**DATASET ENTRIES:**
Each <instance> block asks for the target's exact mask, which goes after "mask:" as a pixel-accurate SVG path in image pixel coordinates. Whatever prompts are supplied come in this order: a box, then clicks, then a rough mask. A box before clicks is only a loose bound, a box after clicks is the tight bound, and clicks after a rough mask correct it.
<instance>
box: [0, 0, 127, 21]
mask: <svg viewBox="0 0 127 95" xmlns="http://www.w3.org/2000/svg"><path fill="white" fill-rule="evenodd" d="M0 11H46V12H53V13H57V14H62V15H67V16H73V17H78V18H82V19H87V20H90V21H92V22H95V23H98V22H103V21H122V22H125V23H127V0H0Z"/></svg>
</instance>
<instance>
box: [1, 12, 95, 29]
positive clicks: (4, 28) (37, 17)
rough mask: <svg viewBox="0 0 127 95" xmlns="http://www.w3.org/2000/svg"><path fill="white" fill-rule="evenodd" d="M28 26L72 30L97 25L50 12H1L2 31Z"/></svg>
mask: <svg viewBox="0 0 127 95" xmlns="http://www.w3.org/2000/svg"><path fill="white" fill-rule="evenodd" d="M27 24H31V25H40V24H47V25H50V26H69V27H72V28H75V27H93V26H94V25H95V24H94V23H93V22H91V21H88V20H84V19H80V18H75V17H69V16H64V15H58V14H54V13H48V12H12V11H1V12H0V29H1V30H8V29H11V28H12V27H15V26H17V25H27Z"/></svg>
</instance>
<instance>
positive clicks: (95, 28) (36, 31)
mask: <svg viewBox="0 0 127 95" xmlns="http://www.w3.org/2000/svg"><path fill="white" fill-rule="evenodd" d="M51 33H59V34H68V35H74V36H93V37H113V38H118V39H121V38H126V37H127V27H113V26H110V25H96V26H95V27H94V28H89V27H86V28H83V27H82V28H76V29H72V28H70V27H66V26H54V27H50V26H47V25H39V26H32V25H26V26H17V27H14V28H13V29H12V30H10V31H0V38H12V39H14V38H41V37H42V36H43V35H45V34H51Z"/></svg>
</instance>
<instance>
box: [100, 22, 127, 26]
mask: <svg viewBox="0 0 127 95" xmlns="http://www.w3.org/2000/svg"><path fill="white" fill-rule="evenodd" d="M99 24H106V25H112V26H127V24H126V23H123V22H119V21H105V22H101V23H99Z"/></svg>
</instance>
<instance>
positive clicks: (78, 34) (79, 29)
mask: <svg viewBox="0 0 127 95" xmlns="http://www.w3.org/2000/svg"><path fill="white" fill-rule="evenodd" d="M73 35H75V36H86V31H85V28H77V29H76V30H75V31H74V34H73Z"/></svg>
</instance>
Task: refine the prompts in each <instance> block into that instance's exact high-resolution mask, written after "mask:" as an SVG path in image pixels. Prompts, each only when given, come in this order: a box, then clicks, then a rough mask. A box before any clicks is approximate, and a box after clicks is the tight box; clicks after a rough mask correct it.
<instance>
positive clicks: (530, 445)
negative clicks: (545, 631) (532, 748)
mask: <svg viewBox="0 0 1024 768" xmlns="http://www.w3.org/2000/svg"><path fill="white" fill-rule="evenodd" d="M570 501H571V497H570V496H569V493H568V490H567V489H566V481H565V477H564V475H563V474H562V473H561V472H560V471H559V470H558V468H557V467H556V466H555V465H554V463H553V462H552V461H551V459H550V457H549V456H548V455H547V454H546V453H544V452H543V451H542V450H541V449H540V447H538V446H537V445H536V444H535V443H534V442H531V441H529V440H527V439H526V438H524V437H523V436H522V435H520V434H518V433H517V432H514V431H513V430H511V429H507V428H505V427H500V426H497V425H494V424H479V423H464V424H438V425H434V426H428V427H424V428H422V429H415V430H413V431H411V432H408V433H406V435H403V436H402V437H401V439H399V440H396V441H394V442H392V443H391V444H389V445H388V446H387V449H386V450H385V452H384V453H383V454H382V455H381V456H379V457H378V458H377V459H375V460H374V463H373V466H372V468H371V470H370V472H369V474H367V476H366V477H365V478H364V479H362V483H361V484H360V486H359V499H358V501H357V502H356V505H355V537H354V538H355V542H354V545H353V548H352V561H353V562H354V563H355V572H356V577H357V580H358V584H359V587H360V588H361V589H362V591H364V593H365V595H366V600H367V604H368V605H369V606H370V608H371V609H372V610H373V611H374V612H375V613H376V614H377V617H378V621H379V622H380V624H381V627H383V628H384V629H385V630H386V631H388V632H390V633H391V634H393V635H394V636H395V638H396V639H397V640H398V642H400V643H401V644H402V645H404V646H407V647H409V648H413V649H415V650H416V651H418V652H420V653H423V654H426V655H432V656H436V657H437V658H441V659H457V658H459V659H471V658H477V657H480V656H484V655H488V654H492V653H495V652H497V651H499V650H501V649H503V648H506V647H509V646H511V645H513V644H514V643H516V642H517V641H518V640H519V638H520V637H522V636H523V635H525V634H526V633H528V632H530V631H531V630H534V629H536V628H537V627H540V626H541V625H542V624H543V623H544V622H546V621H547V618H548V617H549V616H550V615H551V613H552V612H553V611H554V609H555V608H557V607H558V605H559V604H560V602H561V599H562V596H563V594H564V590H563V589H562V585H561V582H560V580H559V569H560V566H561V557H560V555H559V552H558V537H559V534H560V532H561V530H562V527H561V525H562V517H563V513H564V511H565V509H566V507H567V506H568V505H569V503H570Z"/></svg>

**THE PROBLEM:** Exactly as they appear above, transcribe the records in full.

**ANSWER SECTION:**
Each <instance> block asks for the target's exact mask, which goes after "mask:" as a pixel-accurate SVG path in image pixel coordinates. Whatever prompts are supplied come in this order: a box, then clicks, then a rough mask. A box before clicks is only a loose bound, a box after clicks is the tight bound, and clicks after a rough mask correct it.
<instance>
box: [0, 0, 127, 21]
mask: <svg viewBox="0 0 127 95" xmlns="http://www.w3.org/2000/svg"><path fill="white" fill-rule="evenodd" d="M0 11H46V12H53V13H57V14H62V15H67V16H73V17H78V18H82V19H87V20H90V21H92V22H95V23H98V22H103V21H122V22H125V23H127V0H0Z"/></svg>
</instance>
<instance>
box: [1, 12, 95, 29]
positive clicks: (4, 28) (37, 17)
rough mask: <svg viewBox="0 0 127 95" xmlns="http://www.w3.org/2000/svg"><path fill="white" fill-rule="evenodd" d="M28 26L72 30L97 25L50 12H1L2 31Z"/></svg>
mask: <svg viewBox="0 0 127 95" xmlns="http://www.w3.org/2000/svg"><path fill="white" fill-rule="evenodd" d="M27 24H31V25H40V24H47V25H50V26H69V27H72V28H75V27H93V26H94V25H95V24H94V23H93V22H91V21H88V20H84V19H80V18H75V17H69V16H64V15H58V14H54V13H48V12H12V11H1V12H0V29H1V30H8V29H11V28H12V27H15V26H17V25H27Z"/></svg>
</instance>
<instance>
positive clicks: (95, 28) (36, 31)
mask: <svg viewBox="0 0 127 95" xmlns="http://www.w3.org/2000/svg"><path fill="white" fill-rule="evenodd" d="M51 33H59V34H68V35H74V36H93V37H113V38H118V39H121V38H126V37H127V27H113V26H110V25H96V26H95V27H94V28H89V27H86V28H83V27H82V28H76V29H72V28H70V27H66V26H54V27H50V26H47V25H39V26H32V25H26V26H17V27H14V28H13V29H12V30H10V31H0V38H12V39H14V38H41V37H42V36H43V35H45V34H51Z"/></svg>
</instance>
<instance>
box: [100, 22, 127, 26]
mask: <svg viewBox="0 0 127 95" xmlns="http://www.w3.org/2000/svg"><path fill="white" fill-rule="evenodd" d="M99 24H106V25H112V26H127V24H126V23H123V22H119V21H105V22H101V23H99Z"/></svg>
</instance>
<instance>
positive clicks: (78, 34) (79, 29)
mask: <svg viewBox="0 0 127 95" xmlns="http://www.w3.org/2000/svg"><path fill="white" fill-rule="evenodd" d="M73 35H75V36H86V31H85V28H77V29H76V30H75V31H74V34H73Z"/></svg>
</instance>
Task: refine the prompts in each <instance> block into that instance's exact high-resolution mask, written after "mask:" as an SVG path in image pixels. Prompts, each only when given, come in this order: a box, then clicks, then a rough mask. A box before any clicks is approximate, and a box after clicks is the tight box; clicks after a rough mask correct it.
<instance>
positive clicks: (530, 445)
negative clicks: (545, 631) (532, 748)
mask: <svg viewBox="0 0 1024 768" xmlns="http://www.w3.org/2000/svg"><path fill="white" fill-rule="evenodd" d="M570 501H571V497H570V496H569V493H568V490H567V489H566V481H565V477H564V475H563V474H562V473H561V472H560V471H559V470H558V468H557V467H556V466H555V465H554V463H553V462H552V461H551V459H550V457H549V456H548V455H547V454H546V453H544V452H543V451H542V450H541V449H540V447H538V446H537V445H536V444H535V443H534V442H531V441H529V440H527V439H526V438H524V437H523V436H522V435H520V434H518V433H517V432H514V431H513V430H511V429H507V428H505V427H500V426H497V425H494V424H479V423H464V424H438V425H434V426H428V427H424V428H422V429H415V430H413V431H411V432H408V433H406V435H403V436H402V437H401V439H399V440H396V441H394V442H392V443H391V444H389V445H388V446H387V449H386V450H385V452H384V453H383V454H382V455H381V456H379V457H378V458H377V459H375V460H374V463H373V466H372V468H371V470H370V472H369V474H367V476H366V477H365V478H364V479H362V483H361V484H360V486H359V499H358V501H357V502H356V505H355V537H354V538H355V542H354V545H353V548H352V561H353V562H354V563H355V572H356V577H357V580H358V584H359V587H360V588H361V589H362V591H364V593H365V595H366V600H367V604H368V605H369V606H370V608H371V609H372V610H373V611H374V612H375V613H376V614H377V617H378V621H379V622H380V624H381V627H383V628H384V629H385V630H386V631H388V632H390V633H391V634H393V635H394V636H395V638H396V639H397V640H398V642H400V643H401V644H402V645H404V646H407V647H409V648H413V649H415V650H416V651H418V652H420V653H423V654H426V655H432V656H436V657H437V658H441V659H457V658H459V659H471V658H477V657H480V656H484V655H488V654H492V653H495V652H497V651H499V650H501V649H503V648H506V647H509V646H511V645H513V644H514V643H516V642H517V641H518V640H519V638H520V637H522V636H523V635H525V634H526V633H528V632H530V631H531V630H534V629H536V628H537V627H540V626H541V625H542V624H543V623H544V622H546V621H547V618H548V617H549V616H550V615H551V613H552V612H553V611H554V609H555V608H557V607H558V605H559V604H560V602H561V599H562V596H563V594H564V590H563V589H562V585H561V582H560V580H559V569H560V566H561V557H560V555H559V552H558V537H559V534H560V532H561V530H562V527H561V525H562V517H563V513H564V511H565V509H566V507H567V506H568V505H569V503H570Z"/></svg>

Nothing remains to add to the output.